- [WORK TO BE COMPLETED]: How many lines of the items below contain the string "puddle", matching case exactly? Reply with the number alone.

- [DATA LINES]:
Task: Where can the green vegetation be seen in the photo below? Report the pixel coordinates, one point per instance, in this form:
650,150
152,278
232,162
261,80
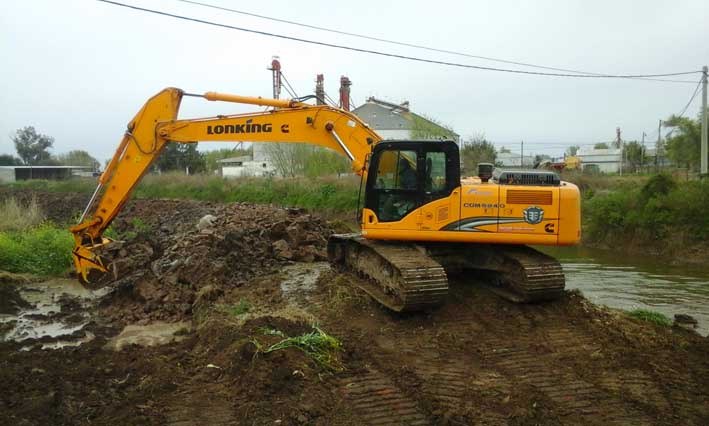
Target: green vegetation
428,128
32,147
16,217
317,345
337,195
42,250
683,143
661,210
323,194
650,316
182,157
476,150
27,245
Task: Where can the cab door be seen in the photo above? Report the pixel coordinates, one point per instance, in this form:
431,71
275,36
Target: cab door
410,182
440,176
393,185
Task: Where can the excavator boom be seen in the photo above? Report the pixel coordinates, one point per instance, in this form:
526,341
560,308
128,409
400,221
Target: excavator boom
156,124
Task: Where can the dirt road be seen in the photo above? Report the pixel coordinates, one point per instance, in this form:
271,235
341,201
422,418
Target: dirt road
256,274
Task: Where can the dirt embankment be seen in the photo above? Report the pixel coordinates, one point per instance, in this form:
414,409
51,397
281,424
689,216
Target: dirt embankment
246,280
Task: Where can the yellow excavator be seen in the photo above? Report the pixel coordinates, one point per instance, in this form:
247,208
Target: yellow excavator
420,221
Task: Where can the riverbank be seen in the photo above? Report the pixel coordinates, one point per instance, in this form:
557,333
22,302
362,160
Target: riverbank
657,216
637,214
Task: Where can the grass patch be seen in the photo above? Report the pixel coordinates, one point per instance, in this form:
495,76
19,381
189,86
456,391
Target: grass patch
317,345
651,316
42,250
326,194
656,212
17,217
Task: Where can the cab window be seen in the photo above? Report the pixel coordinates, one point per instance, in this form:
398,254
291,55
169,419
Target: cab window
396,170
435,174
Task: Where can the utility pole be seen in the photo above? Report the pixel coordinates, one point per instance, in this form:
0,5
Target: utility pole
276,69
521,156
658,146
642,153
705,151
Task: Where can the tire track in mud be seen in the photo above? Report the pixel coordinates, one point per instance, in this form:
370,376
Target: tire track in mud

* * *

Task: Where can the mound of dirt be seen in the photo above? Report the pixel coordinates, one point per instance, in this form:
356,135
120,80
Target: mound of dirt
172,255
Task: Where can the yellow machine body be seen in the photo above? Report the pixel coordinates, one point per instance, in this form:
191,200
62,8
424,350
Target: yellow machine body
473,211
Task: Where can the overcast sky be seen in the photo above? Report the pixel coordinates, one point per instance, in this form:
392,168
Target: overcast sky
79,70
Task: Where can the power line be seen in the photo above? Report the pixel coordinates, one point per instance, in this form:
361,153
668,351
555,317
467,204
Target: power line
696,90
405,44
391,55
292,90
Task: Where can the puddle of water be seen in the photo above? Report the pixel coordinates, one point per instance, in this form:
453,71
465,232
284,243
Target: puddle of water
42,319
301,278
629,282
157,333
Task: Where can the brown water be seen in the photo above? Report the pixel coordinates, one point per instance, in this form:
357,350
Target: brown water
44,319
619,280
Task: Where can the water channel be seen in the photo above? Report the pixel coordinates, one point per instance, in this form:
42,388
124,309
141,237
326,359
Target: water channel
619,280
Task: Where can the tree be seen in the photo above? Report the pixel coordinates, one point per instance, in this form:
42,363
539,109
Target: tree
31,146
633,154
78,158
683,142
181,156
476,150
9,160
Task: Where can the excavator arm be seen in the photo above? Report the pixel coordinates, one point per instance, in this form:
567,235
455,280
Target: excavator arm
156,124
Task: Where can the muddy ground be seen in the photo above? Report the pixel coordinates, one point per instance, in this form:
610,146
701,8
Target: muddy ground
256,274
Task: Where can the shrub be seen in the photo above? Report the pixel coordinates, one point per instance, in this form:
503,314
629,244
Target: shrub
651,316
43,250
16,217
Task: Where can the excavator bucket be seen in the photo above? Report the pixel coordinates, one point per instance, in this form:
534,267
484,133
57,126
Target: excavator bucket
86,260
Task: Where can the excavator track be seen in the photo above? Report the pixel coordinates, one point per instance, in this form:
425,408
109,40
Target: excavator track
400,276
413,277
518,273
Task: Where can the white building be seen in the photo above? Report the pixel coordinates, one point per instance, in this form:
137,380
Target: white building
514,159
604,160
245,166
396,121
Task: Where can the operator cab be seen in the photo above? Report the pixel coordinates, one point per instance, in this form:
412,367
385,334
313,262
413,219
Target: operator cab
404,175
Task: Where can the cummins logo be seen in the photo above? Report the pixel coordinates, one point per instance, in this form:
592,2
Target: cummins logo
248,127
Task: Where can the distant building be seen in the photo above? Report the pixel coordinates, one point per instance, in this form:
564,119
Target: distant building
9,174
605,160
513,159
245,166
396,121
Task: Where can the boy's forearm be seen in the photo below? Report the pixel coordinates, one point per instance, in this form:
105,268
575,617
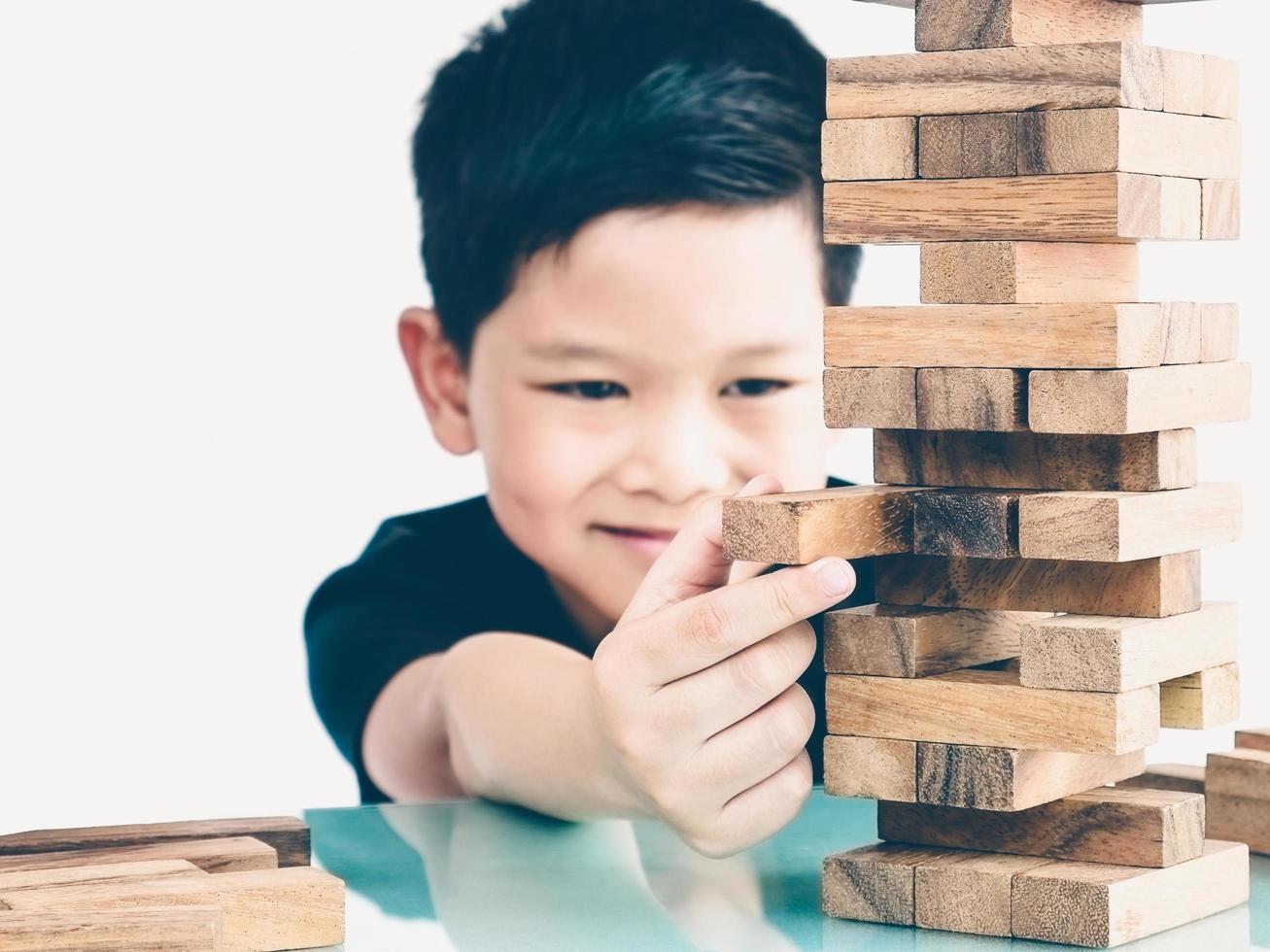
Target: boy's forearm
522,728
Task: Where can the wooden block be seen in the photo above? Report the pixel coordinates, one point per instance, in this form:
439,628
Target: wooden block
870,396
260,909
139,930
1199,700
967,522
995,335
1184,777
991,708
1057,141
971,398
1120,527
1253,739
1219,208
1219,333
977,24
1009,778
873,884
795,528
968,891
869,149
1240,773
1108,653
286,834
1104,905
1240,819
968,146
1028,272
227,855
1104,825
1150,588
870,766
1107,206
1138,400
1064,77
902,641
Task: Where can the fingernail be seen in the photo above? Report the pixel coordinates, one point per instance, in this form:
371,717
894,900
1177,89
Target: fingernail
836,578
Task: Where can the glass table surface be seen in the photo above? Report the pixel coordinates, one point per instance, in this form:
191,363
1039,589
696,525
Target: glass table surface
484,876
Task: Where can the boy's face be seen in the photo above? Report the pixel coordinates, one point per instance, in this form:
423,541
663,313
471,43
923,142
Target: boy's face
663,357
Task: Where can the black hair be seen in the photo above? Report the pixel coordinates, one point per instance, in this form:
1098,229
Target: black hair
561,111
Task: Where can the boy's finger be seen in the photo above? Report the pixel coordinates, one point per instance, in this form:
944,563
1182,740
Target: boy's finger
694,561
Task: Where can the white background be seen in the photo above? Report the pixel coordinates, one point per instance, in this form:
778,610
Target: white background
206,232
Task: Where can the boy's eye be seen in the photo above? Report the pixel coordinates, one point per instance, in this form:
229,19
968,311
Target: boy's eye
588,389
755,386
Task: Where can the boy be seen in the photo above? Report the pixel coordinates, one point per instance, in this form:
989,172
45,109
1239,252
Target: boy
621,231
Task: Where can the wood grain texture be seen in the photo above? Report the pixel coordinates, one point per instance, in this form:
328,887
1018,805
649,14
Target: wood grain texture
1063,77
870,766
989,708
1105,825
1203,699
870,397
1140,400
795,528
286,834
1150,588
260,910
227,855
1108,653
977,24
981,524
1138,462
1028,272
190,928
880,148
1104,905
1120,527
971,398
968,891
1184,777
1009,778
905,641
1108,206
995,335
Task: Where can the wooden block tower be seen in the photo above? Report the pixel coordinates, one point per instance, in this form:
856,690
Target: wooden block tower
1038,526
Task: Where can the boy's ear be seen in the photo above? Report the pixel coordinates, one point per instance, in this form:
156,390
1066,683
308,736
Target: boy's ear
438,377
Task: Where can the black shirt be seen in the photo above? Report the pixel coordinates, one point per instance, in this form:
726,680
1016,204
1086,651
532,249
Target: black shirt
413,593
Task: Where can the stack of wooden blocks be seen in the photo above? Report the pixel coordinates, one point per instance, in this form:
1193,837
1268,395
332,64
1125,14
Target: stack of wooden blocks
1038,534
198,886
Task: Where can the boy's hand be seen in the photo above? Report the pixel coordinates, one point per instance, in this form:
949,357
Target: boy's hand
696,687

- [ANSWER FOR THE TASK]: 2